**SOURCE EXTRACT:**
In 1131, Matilda returned to England. Henry’s bishops and nobles swore an oath that they would support her as their future queen.
2018 Our ferry is approaching Calais, at the Eastern end of France’s top shoreline. The White Ship, William’s ship, capsized further down the coast.
I chose Matilda as one of my guides to the continent because she was most definitely European. Born in England, with a Scottish mother, she lived in Normandy and Germany, and travelled round Italy. She is the ‘citizen of nowhere’ shamed by Theresa May, and there is little to suggest she would have voted Leave. That’s not to ignore the truth that a lot of life in the 12th century was about power and acquisition, colonies not compassion, conquest not cooperation. It’s naïve to think that, had she been Queen, she would have been a peacemaker. Matilda’s defence of her cousin’s challenge to her status as heir to the throne led to civil war – 19 years of violence known as ‘the anarchy’ (sadly, not that unlikely a scenario post-March 2019).
Matilda’s world was a patriarchal one. It was Christian, military and – for nobility like her – itinerant and cultured. But her experience of society’s refusal to grant women authority, despite precedence (Æthelflæd, Lady of the Mercians, c.870-918 was rated ‘more illustrious than Caesar) and her experience (Empress of Germany), chimes even in 2018. There is, too, natural empathy for the loss of her mother, father (she was separated from her family when she was eight), brother, two sons and, indeed, her status. Her father’s summons for her to return to England was an opportunity Matilda surely welcomed and expected – she had lost her authority as Empress when Emperor Henry V died, despite the fact that he had left the imperial insignia in her control, and here was an opportunity to use her political experience and become Queen of England. Even so, her return was prompted by her father, and many women will identify with the feeling of obligation to a parent.
Matilda’s importance is, of course, overlooked (she is only a woman, after all). Not only did she rule parts of Europe when Emperor Henry was away fighting, she was a central figure in the schism between royal and church powers. She mediated between her son and Thomas Becket; no fan of Becket, she did at least try and stop Henry II murdering him. She was also a figurehead at one signing of the Magna Carta, at which her grandson, ‘holy but hapless’ King John, wore her robes.
Matilda and I both have the wealth and autonomy to make comparatively regular cross-channel trips, mine in significantly more comfort and safety than the Empress – for which I should thank being placed on the privileged side of history. There were 750 ‘known’ fatal ferry accidents globally between 1965 and 2015,[i] with most deaths in the Philippines, Bangladesh and Indonesia. Poverty is a common factor in fatal ferry accidents.
In the late twenty-first century, my cross-channel ferry has a utilitarian, reassuring bulk to it. The Pride of Burgundy (ah, the Burgundian enemy. Jeanne was an Armagnac. But we’ll come to that…) offers the most banal consumer experiences – gambling, coffee, beer. I can’t understand why everyone isn’t outside looking at the sea, in awe of its size and power. Maybe we’re simply too ashamed to look, knowing that our detritus and plastic has strangled whatever mystery is hidden underneath? I don’t know. I think it’s not Blue Planet shame gluing us to our phones, but anxiety. We anchor to our cameras and game machines, suppressing the knowledge that nature could crush us in a flash. On deck, the peak of the smallest wave is bigger than I am. It is transient, dissipating and transforming into an infinity of movement, just like all our tiny lives and deaths. But the ship’s movement is rhythmical, something out of space and time.

**SOURCE RECORDS:**
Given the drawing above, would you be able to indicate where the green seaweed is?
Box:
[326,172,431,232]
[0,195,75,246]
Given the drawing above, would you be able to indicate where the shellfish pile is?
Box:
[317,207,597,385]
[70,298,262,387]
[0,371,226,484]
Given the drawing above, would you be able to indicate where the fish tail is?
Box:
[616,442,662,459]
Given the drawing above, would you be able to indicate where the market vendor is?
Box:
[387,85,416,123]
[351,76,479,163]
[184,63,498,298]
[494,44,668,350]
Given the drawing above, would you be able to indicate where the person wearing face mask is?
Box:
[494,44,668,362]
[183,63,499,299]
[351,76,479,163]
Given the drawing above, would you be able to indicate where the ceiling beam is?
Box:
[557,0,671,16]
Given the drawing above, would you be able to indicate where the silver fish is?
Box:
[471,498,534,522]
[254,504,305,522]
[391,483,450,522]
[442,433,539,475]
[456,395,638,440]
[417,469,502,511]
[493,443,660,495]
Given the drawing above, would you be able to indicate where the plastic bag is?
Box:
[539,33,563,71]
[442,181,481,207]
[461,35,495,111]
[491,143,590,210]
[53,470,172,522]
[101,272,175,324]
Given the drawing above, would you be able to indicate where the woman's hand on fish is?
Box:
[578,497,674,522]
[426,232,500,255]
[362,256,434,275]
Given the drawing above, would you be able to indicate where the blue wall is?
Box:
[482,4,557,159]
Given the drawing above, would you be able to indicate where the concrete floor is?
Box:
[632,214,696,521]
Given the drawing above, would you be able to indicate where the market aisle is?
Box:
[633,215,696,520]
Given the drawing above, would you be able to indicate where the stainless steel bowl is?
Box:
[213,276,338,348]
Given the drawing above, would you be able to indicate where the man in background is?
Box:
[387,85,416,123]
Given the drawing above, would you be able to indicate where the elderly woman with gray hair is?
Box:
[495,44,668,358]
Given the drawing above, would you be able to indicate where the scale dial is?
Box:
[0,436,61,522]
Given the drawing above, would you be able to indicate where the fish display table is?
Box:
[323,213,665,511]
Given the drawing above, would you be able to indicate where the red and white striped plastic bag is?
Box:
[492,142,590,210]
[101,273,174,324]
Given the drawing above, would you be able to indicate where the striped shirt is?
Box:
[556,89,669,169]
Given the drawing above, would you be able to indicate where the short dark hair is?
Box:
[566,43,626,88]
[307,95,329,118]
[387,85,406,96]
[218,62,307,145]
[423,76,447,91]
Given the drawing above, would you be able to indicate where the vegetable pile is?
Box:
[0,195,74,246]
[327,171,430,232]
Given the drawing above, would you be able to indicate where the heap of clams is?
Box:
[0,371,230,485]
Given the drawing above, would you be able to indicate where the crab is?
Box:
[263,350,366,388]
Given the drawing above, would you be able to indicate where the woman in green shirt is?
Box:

**TASK INSTRUCTIONS:**
#1 Shift every bounding-box coordinate in the rows up by 147, starting with the line that contains "gray hair is?" and going on through the line that contains "[101,273,174,324]". Write those lines out again with their requests.
#2 Pick up the essay on Matilda and the Channel crossing after its last sentence and keep writing it.
The essay on Matilda and the Channel crossing has no connection to the rows.

**ANSWER SET:**
#1
Given the drawing above, would you be able to indicate where the elderly woman with gray hair is?
Box:
[642,191,815,505]
Given the drawing above, would you be able to indicate where the scale dial is?
Box:
[147,583,208,669]
Given the drawing above, would you be able to indicate where the fish display table is?
Box:
[470,360,812,658]
Given the drawing above, would you be able to indicate where the red and white striped plastic bag is?
Box:
[639,289,737,357]
[248,420,321,471]

#2
There’s certainly a melancholy in the liminal state of travelling, a desire for a witness to one’s existence in a time of transition. Here I am. It is to temporarily die from our identity. I imagine Matilda felt this disorientation as she reflected on her next life chapter. What was she thinking about when she went back to England after 16 years as Empress, much respected, her authority reaching widely over the continent?
The past? Her first overseas journey, perhaps, when she was only eight, and crossed to Boulogne, travelling on to Liège, before reaching Germany. She married three years later – her husband Henry was 24.
The present? Now 23, in an arranged second marriage, Henry I has summoned her home.
The future? Her new role as daughter, unhappily married to Geoffrey of Anjou. He was 15 on their wedding day and will sleep with her daughter-in-law. Matilda is now no longer Holy Roman Empress but a future queen of England. Does she anticipate the power struggles? Does she anticipate that her cousin, Stephen, will make a claim to the throne? Does she – does anyone – have any idea of the civil war to follow?
Perhaps Matilda felt grief for her brother, drowned in this same sea, and for her childhood – her dead mother, her absent father; and for the home she’s now leaving on the continent. I certainly grieve for my father with whom I shared this trip in the past, standing on deck and watching the White Cliffs recede.
Unlike trees, waves don’t speak, so if they knew or cared, they’re not telling. Instead, they embody Nothingness, the Void – at least, these dark green Channel waves do, to me. Imagining all our fellow travellers – not just Matilda, but her brother; the small boats on their way to Dunkirk; the cross-channel swimmers, whoever it is that comes to mind on this water – conjures up a shared, random, fleeting humanity.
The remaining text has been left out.